_REQUIREMENT_: Take the entries below and give them back exactly. Leave out nothing.

┄┄┄┄┄┄┄┄┄┄

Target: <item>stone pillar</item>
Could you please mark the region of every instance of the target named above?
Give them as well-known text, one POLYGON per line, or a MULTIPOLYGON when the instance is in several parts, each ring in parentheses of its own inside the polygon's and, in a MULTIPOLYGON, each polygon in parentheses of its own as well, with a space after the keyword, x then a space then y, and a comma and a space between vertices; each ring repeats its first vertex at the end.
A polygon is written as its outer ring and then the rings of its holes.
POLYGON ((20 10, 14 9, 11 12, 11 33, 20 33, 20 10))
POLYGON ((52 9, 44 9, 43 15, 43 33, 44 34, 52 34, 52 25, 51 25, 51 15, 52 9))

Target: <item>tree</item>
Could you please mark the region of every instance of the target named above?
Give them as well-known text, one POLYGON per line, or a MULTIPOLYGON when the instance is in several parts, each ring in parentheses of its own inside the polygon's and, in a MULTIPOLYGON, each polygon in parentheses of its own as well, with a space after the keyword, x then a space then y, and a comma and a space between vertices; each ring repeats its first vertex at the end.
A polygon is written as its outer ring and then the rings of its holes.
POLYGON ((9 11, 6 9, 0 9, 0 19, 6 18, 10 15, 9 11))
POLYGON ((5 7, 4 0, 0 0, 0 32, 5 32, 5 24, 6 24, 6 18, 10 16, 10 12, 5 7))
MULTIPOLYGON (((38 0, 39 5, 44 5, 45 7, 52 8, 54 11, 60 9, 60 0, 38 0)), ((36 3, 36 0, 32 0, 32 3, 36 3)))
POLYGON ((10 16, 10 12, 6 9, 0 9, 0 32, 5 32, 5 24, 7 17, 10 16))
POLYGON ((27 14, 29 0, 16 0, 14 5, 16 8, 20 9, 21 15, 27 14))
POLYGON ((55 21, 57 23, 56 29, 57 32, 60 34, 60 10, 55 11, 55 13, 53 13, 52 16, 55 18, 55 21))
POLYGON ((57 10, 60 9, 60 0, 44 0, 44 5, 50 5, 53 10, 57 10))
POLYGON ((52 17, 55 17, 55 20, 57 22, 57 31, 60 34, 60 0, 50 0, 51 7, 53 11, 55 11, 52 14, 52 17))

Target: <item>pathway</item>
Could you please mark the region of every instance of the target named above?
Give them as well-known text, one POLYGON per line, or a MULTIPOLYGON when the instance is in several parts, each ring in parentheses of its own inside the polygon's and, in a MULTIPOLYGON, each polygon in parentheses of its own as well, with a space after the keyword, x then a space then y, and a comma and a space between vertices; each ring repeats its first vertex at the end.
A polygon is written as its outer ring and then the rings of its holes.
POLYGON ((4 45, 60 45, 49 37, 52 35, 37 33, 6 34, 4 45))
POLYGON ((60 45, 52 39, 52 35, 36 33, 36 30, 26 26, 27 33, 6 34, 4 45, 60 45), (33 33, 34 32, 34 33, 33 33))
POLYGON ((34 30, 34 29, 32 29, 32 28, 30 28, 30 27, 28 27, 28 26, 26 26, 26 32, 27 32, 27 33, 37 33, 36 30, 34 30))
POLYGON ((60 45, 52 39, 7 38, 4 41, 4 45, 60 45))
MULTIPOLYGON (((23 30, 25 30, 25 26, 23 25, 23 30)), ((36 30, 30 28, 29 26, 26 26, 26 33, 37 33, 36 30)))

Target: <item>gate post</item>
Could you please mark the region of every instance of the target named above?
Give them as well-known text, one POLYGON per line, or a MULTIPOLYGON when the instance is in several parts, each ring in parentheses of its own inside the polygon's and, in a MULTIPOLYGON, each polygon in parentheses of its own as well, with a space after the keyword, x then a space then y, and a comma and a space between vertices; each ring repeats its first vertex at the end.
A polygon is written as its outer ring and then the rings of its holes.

┄┄┄┄┄┄┄┄┄┄

_EXERCISE OUTPUT_:
Target: <item>stone pillar</item>
Could you please mark the region of every instance of the target named above?
Give them as well-known text, one POLYGON per line, or a MULTIPOLYGON when the instance is in several parts, each ring in parentheses of its own inside the polygon's and, in a MULTIPOLYGON, each polygon in parentheses of its own as well, with a space after the keyword, x then a space then y, and a comma and a space between vertices; each ring repeats its first vertex at the end.
A polygon is written as its outer ring and then the rings of its holes.
POLYGON ((20 10, 14 9, 11 12, 11 33, 20 33, 20 10))
POLYGON ((52 9, 44 9, 43 15, 43 33, 44 34, 52 34, 52 25, 51 25, 51 15, 52 9))

Target: <item>tree</item>
Could you please mark the region of every instance of the target named above?
Give them as well-known text, one POLYGON per line, or a MULTIPOLYGON when the instance is in several parts, each ring in parentheses of its own inside the polygon's and, in a MULTIPOLYGON, each polygon in parentheses of its own as well, with a space after the keyword, x then a space then y, and a comma and a space between vertices; each ring repeats its first vertex at the end.
A polygon is written as its outer ring and then the rings of its holes.
POLYGON ((9 11, 6 9, 0 9, 0 19, 6 18, 10 15, 9 11))
POLYGON ((5 7, 4 0, 0 0, 0 32, 5 32, 5 24, 6 24, 6 18, 10 16, 10 12, 5 7))
MULTIPOLYGON (((38 0, 39 5, 44 5, 45 7, 52 8, 54 11, 60 9, 60 0, 38 0)), ((36 3, 36 0, 32 0, 32 3, 36 3)))
POLYGON ((10 16, 10 12, 6 9, 0 9, 0 32, 5 32, 5 24, 7 17, 10 16))
POLYGON ((27 14, 29 0, 16 0, 14 5, 16 8, 20 9, 21 15, 27 14))
POLYGON ((55 21, 57 23, 56 29, 57 32, 60 34, 60 10, 55 11, 55 13, 53 13, 52 16, 55 18, 55 21))
POLYGON ((57 10, 60 9, 60 0, 44 0, 44 5, 50 5, 53 10, 57 10))
POLYGON ((52 17, 55 17, 55 20, 57 22, 57 31, 60 34, 60 0, 50 0, 51 7, 53 11, 55 11, 52 14, 52 17))

Target: <item>pathway</item>
Could you please mark the region of every instance of the target named above?
Give them as well-known text, one POLYGON per line, or a MULTIPOLYGON when the instance is in several parts, each ring in parentheses of its own inside the polygon's and, in a MULTIPOLYGON, each polygon in parentheses of its own as well, with a space after the keyword, x then a space then y, and a comma and a space between vertices; each ring repeats its first vertex at the end.
A polygon is written as its outer ring and then the rings of its holes.
POLYGON ((4 45, 60 45, 49 37, 52 35, 37 33, 6 34, 4 45))
POLYGON ((60 45, 52 39, 52 35, 36 33, 36 30, 26 26, 27 33, 6 34, 4 45, 60 45), (33 33, 34 32, 34 33, 33 33))
POLYGON ((34 30, 34 29, 32 29, 32 28, 30 28, 30 27, 28 27, 28 26, 26 26, 26 32, 27 32, 27 33, 37 33, 36 30, 34 30))
POLYGON ((60 45, 52 39, 7 38, 4 41, 4 45, 60 45))
MULTIPOLYGON (((23 30, 25 30, 25 26, 23 25, 23 30)), ((36 30, 30 28, 29 26, 26 26, 26 33, 37 33, 36 30)))

Target: <item>gate post</item>
Could you please mark the region of every instance of the target named above?
Give them as well-known text, one POLYGON per line, or a MULTIPOLYGON when the instance is in several parts, each ring in parentheses of its own inside the polygon's and, in a MULTIPOLYGON, each polygon in parentheses of its own as well, with a space after the keyword, x then a space then y, and a comma and a space between vertices; each ring repeats its first vertex at the end.
A polygon is written as its outer ring and then the rings of its holes.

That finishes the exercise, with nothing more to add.